═══ Records for this exercise

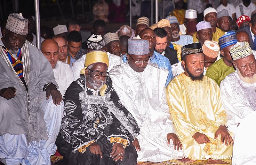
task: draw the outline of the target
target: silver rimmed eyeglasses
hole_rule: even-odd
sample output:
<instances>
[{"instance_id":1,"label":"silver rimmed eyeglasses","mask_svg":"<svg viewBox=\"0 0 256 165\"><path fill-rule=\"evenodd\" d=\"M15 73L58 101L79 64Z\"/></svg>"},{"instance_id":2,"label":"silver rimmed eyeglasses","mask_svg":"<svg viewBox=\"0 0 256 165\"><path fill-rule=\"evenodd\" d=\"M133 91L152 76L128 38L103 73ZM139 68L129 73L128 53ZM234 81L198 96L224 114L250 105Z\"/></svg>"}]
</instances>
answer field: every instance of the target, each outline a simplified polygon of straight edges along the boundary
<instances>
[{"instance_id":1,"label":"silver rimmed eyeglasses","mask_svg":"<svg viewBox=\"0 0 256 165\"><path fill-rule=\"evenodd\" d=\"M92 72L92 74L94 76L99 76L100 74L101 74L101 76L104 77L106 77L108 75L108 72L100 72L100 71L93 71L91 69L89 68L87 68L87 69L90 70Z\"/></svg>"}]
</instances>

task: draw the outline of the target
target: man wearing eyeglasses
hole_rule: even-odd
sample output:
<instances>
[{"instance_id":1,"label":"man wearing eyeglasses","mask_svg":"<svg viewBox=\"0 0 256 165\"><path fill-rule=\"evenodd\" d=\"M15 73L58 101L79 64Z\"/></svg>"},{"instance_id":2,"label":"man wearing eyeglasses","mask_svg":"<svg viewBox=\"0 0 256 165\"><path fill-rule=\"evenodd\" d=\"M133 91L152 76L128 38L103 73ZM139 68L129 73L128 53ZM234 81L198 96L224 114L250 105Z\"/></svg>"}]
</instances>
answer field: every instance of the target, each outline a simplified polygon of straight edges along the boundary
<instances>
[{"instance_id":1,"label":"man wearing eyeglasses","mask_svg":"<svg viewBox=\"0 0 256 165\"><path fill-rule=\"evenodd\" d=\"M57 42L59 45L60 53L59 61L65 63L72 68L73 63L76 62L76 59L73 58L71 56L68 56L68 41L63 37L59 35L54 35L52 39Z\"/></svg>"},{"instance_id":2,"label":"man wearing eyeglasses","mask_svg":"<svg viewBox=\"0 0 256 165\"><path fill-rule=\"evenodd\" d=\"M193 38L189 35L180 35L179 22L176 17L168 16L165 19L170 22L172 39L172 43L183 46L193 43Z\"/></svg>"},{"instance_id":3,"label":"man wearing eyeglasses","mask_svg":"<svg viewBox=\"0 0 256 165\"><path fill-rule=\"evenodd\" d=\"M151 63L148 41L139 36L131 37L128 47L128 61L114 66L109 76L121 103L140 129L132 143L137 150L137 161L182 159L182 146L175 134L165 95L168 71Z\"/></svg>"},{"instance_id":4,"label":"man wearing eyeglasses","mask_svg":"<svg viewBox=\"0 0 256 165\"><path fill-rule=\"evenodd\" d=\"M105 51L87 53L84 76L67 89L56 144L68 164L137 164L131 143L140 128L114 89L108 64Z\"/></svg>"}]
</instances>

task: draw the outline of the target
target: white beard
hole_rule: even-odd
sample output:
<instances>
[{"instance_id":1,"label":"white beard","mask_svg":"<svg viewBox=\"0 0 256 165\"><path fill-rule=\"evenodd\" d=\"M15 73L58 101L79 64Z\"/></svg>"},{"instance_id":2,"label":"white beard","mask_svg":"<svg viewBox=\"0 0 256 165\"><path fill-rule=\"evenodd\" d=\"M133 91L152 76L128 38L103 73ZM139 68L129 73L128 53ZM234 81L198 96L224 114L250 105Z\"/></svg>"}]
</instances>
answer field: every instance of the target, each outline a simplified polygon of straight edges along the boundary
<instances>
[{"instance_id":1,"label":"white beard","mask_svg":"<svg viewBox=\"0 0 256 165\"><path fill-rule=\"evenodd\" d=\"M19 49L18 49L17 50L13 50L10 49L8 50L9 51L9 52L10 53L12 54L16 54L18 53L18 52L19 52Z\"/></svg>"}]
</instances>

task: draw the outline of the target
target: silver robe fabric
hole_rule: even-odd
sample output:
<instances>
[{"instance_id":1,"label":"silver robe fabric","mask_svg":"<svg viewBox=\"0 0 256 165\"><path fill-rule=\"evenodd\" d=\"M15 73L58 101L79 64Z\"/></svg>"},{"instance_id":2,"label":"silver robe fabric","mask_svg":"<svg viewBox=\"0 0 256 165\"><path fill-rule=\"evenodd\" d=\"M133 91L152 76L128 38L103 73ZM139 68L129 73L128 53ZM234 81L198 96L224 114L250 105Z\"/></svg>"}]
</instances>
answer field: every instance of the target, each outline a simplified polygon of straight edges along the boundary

══════

◆ **Aim**
Collect and copy out every line above that contains the string "robe". Case counts.

◆ **Solution**
target: silver robe fabric
[{"instance_id":1,"label":"silver robe fabric","mask_svg":"<svg viewBox=\"0 0 256 165\"><path fill-rule=\"evenodd\" d=\"M15 73L58 101L79 64Z\"/></svg>"},{"instance_id":2,"label":"silver robe fabric","mask_svg":"<svg viewBox=\"0 0 256 165\"><path fill-rule=\"evenodd\" d=\"M133 91L152 76L128 38L103 73ZM139 68L129 73L128 53ZM234 81L198 96L224 114L250 105Z\"/></svg>"}]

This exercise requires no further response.